REQUIREMENTS.
Arrange the record lines as a Markdown table with columns Row and Text. Start with the line containing "Query: cast iron pot" and go on through the line containing "Mark the region of every instance of the cast", both ends included. Number each line in Row, put the line itself in Text, and leave out blank lines.
-.-.-
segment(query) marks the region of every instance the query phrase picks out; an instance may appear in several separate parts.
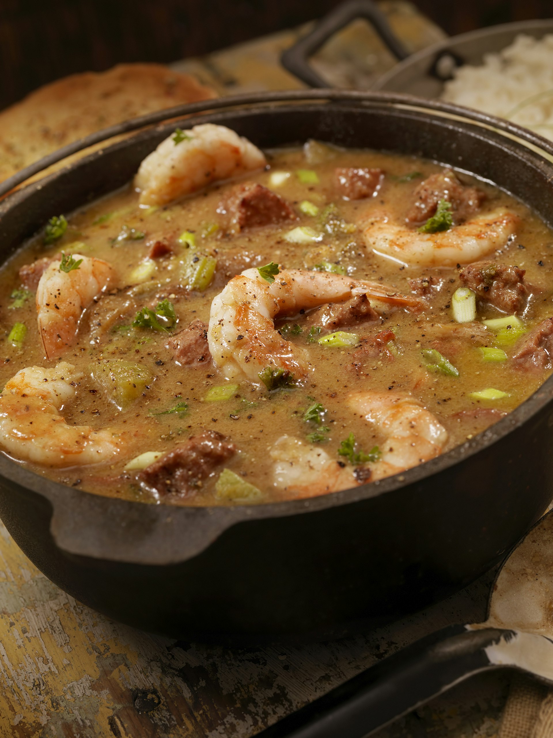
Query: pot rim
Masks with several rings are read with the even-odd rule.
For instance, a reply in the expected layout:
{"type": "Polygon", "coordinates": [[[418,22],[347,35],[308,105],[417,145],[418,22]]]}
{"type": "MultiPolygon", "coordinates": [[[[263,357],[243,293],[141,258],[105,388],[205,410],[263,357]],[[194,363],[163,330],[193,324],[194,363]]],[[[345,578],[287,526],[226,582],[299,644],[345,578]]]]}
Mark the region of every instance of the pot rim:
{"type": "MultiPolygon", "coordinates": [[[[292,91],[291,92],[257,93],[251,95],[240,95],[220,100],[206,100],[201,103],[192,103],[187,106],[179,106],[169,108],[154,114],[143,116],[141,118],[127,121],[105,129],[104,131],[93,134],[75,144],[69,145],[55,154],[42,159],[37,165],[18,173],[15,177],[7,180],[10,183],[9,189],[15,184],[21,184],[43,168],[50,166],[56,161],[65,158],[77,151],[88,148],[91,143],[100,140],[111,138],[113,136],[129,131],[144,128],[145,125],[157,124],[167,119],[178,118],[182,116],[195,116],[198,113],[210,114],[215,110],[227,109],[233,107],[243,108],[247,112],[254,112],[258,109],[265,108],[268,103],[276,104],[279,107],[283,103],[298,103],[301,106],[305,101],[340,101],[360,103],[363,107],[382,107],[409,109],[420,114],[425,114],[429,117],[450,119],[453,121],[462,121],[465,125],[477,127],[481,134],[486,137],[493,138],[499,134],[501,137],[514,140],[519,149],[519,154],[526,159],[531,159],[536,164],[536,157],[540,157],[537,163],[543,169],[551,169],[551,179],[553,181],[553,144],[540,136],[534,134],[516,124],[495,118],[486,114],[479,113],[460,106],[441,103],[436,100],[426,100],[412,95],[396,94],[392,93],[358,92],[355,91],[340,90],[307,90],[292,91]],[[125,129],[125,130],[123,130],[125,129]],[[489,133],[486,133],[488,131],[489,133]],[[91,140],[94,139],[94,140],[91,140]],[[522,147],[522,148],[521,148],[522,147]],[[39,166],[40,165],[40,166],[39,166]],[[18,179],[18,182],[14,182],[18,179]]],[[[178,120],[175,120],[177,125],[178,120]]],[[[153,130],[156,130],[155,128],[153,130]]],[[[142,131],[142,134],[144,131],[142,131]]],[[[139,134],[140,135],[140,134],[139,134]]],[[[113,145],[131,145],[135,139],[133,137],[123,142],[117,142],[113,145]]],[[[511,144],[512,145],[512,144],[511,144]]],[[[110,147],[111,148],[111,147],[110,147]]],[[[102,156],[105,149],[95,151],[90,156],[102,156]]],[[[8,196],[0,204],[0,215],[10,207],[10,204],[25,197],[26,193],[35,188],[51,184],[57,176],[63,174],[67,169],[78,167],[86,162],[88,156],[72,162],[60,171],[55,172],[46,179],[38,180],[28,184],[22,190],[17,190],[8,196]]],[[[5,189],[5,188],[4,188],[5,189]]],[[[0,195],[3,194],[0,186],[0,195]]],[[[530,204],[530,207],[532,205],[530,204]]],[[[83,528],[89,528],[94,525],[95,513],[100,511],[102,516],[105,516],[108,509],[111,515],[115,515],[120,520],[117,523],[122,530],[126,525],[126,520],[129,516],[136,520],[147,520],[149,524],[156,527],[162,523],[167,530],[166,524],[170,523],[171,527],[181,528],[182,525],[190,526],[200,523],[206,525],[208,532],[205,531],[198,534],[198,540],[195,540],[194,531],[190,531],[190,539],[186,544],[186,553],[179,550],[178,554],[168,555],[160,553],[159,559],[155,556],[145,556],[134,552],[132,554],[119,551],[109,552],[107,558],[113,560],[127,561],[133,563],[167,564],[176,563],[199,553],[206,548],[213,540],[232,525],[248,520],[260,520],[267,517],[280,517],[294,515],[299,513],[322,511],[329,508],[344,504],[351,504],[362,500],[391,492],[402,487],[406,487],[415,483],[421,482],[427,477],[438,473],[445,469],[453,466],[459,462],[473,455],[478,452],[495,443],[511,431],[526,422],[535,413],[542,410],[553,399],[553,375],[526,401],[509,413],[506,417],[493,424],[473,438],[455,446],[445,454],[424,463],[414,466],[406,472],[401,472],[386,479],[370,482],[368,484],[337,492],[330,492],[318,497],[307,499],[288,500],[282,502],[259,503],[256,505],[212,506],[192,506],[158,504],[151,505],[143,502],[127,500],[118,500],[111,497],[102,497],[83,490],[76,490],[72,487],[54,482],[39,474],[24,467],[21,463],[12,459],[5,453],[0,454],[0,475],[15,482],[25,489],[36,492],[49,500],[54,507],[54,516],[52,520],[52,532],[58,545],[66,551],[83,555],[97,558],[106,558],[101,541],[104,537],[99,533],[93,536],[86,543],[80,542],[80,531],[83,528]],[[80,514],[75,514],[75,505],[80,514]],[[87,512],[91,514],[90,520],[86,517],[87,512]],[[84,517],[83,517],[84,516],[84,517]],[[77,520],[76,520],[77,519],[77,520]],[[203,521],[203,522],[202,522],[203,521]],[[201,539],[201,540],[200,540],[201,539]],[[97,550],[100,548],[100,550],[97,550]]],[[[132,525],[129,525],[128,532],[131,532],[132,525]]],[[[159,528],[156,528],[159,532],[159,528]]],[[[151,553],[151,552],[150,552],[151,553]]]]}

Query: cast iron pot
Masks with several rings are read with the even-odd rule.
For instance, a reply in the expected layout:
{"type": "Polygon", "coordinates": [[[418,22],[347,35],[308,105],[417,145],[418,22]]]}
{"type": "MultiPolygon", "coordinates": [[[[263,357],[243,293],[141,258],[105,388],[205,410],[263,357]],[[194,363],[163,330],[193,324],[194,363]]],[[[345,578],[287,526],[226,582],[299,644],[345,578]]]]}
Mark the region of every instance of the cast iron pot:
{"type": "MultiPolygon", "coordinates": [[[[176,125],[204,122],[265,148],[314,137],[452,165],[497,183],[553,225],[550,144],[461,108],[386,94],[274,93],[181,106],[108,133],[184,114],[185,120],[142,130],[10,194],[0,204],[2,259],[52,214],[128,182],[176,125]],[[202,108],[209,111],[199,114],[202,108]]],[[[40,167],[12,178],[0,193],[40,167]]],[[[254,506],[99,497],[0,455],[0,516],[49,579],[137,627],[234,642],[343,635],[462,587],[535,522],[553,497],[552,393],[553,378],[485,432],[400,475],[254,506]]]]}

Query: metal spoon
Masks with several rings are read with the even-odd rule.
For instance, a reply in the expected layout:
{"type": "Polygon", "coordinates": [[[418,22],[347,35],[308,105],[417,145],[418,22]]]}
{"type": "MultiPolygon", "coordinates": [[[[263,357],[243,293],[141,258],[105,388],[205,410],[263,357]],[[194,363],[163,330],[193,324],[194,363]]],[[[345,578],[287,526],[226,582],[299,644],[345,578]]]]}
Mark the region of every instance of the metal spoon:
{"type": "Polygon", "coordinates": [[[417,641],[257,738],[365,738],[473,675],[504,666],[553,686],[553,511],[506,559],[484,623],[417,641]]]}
-.-.-
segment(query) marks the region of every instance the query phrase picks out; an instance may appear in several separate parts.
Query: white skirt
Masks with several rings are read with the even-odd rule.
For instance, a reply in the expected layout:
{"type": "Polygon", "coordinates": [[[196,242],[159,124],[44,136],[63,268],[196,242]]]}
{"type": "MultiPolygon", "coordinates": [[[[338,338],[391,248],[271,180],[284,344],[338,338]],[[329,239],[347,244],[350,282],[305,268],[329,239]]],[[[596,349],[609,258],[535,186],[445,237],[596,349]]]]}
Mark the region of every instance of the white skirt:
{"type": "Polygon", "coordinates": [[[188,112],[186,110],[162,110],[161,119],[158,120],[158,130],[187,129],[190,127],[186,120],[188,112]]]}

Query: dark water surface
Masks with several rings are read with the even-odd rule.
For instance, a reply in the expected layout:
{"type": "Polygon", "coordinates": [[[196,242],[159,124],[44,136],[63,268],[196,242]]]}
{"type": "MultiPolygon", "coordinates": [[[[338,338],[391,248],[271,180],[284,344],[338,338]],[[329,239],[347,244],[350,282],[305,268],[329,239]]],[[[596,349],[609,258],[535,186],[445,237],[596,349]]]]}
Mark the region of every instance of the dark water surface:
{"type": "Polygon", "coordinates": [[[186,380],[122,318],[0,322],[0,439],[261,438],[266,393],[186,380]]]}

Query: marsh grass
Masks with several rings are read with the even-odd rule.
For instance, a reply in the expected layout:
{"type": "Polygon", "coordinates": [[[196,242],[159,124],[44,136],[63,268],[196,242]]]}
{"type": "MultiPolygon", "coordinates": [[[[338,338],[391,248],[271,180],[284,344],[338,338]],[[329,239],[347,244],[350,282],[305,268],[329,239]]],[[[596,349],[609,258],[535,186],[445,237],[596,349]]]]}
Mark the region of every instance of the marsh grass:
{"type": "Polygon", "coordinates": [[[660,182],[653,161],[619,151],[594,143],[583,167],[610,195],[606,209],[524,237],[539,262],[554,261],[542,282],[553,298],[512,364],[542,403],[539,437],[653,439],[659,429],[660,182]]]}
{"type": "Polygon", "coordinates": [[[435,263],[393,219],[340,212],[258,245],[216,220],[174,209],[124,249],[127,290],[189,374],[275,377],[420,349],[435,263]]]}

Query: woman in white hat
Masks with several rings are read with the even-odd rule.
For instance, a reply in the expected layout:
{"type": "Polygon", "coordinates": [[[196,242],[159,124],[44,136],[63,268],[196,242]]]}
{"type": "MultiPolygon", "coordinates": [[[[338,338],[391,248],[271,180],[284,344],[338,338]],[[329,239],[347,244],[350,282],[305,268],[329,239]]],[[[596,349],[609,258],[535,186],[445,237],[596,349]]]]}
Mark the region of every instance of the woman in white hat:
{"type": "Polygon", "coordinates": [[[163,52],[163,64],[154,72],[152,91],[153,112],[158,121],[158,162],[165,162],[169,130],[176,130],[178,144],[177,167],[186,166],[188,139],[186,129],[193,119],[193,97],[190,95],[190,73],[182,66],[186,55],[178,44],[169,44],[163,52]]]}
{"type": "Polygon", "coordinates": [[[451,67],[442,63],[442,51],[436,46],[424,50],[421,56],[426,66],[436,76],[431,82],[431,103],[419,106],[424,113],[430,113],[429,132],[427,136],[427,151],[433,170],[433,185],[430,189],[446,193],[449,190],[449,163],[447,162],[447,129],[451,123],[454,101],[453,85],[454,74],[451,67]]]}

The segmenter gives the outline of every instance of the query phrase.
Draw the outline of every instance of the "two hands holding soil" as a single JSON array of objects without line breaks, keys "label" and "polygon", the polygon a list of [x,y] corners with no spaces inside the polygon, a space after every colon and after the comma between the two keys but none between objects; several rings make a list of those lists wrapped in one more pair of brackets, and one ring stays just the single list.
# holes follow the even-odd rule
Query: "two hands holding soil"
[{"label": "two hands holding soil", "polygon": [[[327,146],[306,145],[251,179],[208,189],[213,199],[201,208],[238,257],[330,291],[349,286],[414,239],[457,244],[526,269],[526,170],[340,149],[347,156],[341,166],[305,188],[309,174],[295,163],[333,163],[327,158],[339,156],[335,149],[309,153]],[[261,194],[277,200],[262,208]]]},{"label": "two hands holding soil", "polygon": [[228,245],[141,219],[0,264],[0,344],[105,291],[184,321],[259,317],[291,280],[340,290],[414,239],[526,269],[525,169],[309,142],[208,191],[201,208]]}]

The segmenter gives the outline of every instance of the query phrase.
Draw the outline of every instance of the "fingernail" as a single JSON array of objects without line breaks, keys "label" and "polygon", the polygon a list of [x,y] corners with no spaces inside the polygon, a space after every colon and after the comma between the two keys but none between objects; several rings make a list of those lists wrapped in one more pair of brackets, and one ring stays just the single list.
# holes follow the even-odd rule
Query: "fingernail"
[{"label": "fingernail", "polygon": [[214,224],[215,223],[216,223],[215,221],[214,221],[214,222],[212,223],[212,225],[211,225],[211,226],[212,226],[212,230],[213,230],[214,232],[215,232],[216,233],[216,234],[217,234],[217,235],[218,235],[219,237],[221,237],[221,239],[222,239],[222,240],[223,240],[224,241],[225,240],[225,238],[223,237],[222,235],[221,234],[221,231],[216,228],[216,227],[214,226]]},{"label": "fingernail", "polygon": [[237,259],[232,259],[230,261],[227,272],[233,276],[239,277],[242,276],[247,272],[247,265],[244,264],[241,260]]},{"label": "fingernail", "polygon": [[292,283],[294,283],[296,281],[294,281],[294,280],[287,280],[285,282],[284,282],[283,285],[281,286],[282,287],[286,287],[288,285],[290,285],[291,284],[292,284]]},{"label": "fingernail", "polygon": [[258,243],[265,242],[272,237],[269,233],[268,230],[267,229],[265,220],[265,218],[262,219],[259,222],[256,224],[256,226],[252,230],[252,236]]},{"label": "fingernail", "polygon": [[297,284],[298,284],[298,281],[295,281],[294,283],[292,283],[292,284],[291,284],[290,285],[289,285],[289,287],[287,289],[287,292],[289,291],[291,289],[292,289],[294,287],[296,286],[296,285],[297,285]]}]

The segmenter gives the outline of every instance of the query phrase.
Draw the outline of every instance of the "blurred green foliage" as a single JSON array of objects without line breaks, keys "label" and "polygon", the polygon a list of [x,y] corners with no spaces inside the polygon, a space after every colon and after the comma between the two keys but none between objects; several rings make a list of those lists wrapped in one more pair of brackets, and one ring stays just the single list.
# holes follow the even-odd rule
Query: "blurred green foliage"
-.-.-
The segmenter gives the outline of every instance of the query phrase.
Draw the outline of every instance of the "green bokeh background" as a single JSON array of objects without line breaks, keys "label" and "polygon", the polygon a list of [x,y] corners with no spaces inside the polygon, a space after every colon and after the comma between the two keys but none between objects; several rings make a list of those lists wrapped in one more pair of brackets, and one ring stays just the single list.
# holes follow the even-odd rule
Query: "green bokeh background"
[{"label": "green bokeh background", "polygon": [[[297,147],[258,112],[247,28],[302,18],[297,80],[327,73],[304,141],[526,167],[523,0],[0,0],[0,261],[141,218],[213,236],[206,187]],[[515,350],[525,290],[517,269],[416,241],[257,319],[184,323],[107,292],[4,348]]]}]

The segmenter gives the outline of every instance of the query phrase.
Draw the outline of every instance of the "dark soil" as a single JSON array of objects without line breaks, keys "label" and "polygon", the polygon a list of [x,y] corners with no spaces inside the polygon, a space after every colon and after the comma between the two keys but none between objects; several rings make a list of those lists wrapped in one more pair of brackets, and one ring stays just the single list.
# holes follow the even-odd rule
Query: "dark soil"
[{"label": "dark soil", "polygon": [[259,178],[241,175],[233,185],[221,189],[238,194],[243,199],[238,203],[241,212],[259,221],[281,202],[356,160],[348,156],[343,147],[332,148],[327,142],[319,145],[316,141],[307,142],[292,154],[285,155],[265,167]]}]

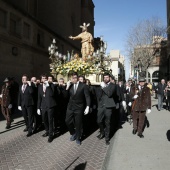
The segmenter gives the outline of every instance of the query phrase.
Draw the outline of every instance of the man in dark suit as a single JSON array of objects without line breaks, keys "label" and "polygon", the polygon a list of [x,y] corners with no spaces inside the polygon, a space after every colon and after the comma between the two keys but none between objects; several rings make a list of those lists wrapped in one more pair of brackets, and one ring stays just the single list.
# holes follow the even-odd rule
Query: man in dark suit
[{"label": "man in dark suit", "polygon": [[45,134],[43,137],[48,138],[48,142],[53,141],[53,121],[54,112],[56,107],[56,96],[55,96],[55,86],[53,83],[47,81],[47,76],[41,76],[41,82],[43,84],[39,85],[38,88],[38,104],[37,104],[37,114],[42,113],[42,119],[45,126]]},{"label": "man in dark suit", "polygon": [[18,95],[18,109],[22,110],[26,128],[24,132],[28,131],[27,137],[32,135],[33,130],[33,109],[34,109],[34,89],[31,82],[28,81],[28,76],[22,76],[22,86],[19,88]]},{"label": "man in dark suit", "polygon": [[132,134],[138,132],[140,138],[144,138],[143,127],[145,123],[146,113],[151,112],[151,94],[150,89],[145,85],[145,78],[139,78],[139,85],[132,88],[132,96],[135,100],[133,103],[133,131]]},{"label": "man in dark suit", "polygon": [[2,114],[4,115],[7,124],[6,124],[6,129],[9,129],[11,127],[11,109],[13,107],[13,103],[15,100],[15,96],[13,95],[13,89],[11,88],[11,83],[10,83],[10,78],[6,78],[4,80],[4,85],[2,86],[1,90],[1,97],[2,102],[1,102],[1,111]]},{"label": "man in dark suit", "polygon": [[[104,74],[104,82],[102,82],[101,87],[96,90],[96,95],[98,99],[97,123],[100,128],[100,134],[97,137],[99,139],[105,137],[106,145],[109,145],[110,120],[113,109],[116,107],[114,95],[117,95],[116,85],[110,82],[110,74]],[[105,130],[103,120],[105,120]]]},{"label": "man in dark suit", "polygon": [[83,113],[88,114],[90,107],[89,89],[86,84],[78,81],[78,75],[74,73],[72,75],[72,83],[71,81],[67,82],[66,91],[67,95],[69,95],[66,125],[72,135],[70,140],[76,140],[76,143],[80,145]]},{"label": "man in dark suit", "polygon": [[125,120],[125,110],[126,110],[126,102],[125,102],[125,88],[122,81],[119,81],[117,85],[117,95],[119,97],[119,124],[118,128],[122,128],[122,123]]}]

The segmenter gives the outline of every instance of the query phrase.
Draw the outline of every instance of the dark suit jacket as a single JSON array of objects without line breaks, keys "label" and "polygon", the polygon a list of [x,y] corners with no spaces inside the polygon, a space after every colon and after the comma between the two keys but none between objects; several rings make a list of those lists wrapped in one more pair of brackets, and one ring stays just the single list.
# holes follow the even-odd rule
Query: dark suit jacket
-.-.-
TASK OUTPUT.
| Row | Text |
|---|---|
| 1 | Query: cast iron pot |
| 2 | Masks with several rings are read with the even-odd rule. |
| 3 | For instance, a reply in the expected layout: |
| 4 | {"type": "Polygon", "coordinates": [[[418,22],[347,35],[308,105],[417,145],[418,22]]]} |
| 5 | {"type": "MultiPolygon", "coordinates": [[[[263,357],[243,293],[141,258],[105,388],[205,410],[263,357]],[[194,363],[163,330],[193,324],[194,363]]],[[[345,578],[287,526],[226,582],[299,644],[345,578]]]]} |
| 6 | Mark the region of every instance of the cast iron pot: |